§ **WRITTEN TASKS**
1. Decide whether each statement below agrees with the account of moose accidents. Answer yes or no for each one, and quote the words of the account that settle it.
(a) The teacher who hit the moose was injured.
(b) Dispatch centres usually keep a list of the charity on call for the night.
(c) The teacher's accident happened in daylight during the summer.
2. Copy the part of the account of moose accidents that starts with "One of the accidents" and runs through "on her car.".

§ **SELECTED EXCERPT**
One of the accidents I dealt with – where someone hit a moose – was a teacher on her way to the school. It was still wintertime and it was dark out and she was in a little four-door sedan car and ended up hitting this moose that had run out into the road in front of her. The moose just came up and hit the car, smashed in the hood and after it hit the hood it rolled up and smashed the window and started to cave in the roof a little bit, so it was certainly a scary moment for that driver. Kind of like, ‘Oh my God! Here’s a moose! And now it’s crushing my car!’ That driver escaped any injury but it sure did a number on her car.
A lot of time with the moose, we’ll have to shoot them and put them down. But we’ll call a charity to come salvage the moose meat and the moose meat will get dispersed to different people that the charity feels are in need of moose meat. It’s quite a thing up here – we have our dispatch centres that usually have a list of who the on-call charity is for the night, in case we end up dealing with a moose accident. So we’ll call them up and say, ‘Hey, we have a moose accident. We’ve got a moose here on Mile 90 of the Sterling Highway, come meet us and pick up the moose.’ Andthey’ll have a couple of people come out and do their thing, pick up the moose and take it back to where they have a place set up. Then they’ll butcher the moose and take care of it.

Items from a data source
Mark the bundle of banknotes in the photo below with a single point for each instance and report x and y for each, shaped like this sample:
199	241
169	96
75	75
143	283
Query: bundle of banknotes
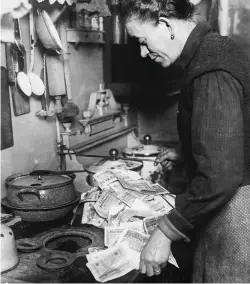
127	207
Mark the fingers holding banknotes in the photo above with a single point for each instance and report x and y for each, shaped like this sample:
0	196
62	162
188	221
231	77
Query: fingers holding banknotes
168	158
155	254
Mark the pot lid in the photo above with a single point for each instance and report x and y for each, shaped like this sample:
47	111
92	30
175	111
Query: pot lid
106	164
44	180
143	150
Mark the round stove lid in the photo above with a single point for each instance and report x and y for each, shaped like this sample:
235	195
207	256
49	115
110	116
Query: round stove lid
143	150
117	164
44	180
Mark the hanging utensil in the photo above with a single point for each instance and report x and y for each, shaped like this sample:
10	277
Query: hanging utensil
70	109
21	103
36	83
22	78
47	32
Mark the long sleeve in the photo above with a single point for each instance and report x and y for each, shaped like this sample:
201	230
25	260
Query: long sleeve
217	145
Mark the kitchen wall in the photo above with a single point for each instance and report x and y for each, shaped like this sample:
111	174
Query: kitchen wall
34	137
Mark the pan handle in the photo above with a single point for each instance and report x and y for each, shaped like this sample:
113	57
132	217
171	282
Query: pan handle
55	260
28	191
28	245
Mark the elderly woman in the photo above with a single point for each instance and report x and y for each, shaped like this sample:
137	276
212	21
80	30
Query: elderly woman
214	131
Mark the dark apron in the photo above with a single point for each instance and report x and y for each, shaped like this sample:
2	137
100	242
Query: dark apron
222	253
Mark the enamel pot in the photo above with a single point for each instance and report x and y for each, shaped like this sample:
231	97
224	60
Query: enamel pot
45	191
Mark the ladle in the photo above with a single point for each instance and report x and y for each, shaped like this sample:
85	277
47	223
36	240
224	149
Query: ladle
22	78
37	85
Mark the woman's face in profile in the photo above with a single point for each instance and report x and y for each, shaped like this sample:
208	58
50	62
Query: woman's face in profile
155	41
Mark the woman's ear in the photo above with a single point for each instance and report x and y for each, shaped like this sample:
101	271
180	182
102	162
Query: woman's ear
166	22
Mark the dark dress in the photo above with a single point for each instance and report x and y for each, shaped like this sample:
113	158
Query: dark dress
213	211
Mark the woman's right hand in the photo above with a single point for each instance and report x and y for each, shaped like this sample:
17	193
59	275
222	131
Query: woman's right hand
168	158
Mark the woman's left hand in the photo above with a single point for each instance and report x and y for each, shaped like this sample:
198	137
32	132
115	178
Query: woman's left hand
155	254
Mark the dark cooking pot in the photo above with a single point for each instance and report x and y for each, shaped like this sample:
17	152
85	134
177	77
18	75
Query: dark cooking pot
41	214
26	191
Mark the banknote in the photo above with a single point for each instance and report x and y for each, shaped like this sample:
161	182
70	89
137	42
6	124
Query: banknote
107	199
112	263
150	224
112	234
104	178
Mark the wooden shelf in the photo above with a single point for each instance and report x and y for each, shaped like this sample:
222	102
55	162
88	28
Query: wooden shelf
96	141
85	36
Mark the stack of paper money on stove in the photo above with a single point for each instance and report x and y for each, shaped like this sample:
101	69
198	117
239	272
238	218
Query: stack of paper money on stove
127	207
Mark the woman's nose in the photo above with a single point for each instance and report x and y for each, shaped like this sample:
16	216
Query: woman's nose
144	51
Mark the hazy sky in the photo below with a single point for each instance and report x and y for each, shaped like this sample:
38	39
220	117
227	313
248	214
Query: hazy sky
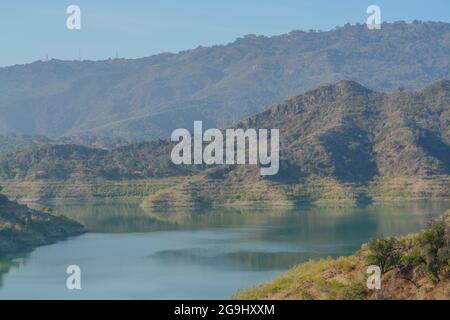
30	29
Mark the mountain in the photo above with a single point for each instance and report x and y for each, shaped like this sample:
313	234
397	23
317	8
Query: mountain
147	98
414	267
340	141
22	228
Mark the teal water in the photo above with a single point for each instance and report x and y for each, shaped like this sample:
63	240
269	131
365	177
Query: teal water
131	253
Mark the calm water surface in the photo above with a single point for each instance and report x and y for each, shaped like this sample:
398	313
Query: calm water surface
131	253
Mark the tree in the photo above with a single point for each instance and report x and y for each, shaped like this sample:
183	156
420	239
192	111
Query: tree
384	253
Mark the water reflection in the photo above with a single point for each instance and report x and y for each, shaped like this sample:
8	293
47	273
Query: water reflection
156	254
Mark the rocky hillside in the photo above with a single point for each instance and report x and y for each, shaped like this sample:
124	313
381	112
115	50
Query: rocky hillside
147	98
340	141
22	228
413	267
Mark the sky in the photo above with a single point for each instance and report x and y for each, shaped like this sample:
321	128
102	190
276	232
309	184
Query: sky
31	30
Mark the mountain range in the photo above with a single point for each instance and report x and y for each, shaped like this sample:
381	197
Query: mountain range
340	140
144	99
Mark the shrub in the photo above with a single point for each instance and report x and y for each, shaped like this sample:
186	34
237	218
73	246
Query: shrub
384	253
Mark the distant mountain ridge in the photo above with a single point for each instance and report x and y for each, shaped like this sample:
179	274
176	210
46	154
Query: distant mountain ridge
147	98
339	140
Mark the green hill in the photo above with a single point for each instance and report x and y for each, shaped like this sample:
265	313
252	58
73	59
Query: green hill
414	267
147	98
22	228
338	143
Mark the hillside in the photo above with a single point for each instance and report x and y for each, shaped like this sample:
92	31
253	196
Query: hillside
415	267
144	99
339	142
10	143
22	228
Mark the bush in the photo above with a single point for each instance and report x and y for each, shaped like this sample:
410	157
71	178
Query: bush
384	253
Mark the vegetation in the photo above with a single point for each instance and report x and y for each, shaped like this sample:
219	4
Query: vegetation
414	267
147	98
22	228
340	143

§ **THE SOLUTIONS**
1.
(a) No: "That driver escaped any injury but it sure did a number on her car."
(b) Yes: "we have our dispatch centres that usually have a list of who the on-call charity is for the night"
(c) No: "It was still wintertime and it was dark out"

2.
One of the accidents I dealt with – where someone hit a moose – was a teacher on her way to the school. It was still wintertime and it was dark out and she was in a little four-door sedan car and ended up hitting this moose that had run out into the road in front of her. The moose just came up and hit the car, smashed in the hood and after it hit the hood it rolled up and smashed the window and started to cave in the roof a little bit, so it was certainly a scary moment for that driver. Kind of like, ‘Oh my God! Here’s a moose! And now it’s crushing my car!’ That driver escaped any injury but it sure did a number on her car.